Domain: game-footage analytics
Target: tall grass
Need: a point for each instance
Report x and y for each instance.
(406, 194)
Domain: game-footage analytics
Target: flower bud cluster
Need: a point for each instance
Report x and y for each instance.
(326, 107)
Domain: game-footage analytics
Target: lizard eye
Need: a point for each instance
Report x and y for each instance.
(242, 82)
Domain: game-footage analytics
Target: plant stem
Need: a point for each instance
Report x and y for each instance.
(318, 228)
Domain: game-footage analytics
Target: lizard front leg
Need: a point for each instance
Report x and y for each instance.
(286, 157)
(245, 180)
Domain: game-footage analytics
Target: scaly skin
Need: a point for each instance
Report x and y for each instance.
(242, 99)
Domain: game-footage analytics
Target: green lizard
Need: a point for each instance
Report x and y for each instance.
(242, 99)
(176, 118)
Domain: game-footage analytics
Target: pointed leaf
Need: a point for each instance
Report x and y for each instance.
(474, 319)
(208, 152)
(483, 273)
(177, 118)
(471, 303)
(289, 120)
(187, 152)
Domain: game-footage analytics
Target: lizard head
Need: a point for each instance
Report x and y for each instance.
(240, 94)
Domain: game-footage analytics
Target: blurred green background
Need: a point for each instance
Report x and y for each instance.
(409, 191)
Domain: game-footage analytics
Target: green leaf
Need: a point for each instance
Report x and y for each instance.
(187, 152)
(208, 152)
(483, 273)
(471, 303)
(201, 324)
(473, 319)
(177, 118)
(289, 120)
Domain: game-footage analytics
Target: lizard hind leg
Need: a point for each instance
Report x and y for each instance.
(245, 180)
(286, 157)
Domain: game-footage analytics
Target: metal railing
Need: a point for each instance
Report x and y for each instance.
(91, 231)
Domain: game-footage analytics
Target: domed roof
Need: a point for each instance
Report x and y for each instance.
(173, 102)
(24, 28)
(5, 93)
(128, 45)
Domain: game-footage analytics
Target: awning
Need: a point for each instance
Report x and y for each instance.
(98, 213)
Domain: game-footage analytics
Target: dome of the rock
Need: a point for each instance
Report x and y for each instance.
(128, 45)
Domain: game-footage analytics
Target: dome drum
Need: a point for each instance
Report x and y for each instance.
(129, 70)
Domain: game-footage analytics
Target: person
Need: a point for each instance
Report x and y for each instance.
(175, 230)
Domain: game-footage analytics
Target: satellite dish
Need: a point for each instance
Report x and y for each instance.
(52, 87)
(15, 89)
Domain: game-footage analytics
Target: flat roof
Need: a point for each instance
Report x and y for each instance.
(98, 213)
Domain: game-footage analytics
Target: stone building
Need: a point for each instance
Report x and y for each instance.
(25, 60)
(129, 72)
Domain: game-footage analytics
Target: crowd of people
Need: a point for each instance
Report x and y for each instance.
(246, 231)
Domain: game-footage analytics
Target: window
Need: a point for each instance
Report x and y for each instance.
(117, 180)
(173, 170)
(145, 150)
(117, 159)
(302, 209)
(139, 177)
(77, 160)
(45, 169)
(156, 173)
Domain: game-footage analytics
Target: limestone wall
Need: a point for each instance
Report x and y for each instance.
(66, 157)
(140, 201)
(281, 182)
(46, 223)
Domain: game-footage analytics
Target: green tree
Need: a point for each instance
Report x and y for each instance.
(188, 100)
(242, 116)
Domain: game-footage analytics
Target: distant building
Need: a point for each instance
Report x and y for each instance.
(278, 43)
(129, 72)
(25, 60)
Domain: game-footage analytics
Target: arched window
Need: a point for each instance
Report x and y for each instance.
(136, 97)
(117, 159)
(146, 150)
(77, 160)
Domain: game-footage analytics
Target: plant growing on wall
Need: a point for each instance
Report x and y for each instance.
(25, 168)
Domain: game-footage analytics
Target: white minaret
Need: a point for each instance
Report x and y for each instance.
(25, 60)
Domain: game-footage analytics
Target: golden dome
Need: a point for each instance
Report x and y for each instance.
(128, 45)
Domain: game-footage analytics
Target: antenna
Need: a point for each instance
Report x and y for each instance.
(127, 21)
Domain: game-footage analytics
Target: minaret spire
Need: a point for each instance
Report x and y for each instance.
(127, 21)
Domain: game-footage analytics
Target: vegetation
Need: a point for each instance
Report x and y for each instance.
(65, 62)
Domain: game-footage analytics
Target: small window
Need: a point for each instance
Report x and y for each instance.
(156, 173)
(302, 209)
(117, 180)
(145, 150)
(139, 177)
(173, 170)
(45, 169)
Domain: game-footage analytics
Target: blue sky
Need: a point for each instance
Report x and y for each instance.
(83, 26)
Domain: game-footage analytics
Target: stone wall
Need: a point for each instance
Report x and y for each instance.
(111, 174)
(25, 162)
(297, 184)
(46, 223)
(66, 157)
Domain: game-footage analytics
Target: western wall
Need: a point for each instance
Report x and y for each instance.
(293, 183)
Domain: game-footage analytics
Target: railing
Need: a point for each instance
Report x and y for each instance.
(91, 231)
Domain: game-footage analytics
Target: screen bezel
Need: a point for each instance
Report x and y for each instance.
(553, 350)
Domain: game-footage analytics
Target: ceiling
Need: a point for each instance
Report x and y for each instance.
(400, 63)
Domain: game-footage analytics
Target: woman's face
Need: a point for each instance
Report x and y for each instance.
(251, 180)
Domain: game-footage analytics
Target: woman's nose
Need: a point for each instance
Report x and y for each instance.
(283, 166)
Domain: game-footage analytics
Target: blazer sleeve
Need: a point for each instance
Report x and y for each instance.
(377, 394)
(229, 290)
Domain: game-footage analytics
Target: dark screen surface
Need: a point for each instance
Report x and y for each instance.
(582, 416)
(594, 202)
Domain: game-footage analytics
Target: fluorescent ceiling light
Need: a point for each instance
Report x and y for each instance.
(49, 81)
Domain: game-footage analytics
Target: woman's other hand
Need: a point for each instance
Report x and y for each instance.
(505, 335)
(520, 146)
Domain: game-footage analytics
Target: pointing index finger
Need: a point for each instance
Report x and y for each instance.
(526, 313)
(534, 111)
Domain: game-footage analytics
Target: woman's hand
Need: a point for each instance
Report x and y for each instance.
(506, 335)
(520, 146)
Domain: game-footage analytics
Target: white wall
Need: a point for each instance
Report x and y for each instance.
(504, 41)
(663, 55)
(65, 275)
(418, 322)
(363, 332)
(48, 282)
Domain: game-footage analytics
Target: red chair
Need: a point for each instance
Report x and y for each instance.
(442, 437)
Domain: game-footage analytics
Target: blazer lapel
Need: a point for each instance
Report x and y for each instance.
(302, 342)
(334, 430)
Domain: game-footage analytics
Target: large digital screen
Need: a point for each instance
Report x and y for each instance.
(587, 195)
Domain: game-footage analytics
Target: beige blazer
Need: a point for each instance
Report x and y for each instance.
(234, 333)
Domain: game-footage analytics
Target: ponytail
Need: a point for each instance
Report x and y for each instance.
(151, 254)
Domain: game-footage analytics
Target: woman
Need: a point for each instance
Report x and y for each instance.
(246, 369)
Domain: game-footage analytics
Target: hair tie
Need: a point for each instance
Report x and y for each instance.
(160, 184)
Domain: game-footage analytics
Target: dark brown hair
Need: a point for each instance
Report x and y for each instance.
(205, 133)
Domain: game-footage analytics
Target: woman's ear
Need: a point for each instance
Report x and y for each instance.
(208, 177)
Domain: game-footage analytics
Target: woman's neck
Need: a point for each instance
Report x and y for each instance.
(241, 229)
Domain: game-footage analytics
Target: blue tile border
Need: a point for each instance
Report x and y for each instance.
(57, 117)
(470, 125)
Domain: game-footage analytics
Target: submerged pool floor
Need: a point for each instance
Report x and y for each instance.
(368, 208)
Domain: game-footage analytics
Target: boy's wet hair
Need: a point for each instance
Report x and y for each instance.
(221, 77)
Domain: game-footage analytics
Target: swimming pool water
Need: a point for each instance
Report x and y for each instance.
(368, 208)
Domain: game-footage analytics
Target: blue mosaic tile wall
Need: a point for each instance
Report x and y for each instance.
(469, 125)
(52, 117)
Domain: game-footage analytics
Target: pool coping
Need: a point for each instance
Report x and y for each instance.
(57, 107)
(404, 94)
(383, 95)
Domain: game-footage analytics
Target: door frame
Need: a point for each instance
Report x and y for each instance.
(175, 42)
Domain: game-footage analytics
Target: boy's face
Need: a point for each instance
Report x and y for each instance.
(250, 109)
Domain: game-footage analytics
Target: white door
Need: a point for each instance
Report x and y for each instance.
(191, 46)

**GOAL:**
How many lines in the rows above contain the word "blazer"? Reply with the number alone.

**TASK SOLUTION:**
3